### Task description
Report each line of the listing below that contains the word "ceramic", reproducing every such line in full.

Records drawn from a data source:
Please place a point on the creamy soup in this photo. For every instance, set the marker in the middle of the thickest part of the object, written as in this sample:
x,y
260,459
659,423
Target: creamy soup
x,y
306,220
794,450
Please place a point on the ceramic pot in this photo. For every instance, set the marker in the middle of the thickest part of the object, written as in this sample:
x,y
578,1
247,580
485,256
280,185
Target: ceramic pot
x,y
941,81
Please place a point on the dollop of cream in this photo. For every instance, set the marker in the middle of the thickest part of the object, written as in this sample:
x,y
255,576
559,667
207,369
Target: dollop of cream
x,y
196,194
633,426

* * *

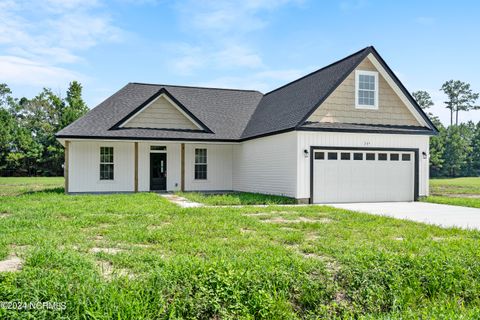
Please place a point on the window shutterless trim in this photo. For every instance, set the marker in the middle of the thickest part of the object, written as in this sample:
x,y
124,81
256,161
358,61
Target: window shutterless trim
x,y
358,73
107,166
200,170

### Result
Please place a point on the ceramic pot in this photo. For every instance, set the marker in the middle of the thickest part of the object, written as in this sample:
Target: ceramic pot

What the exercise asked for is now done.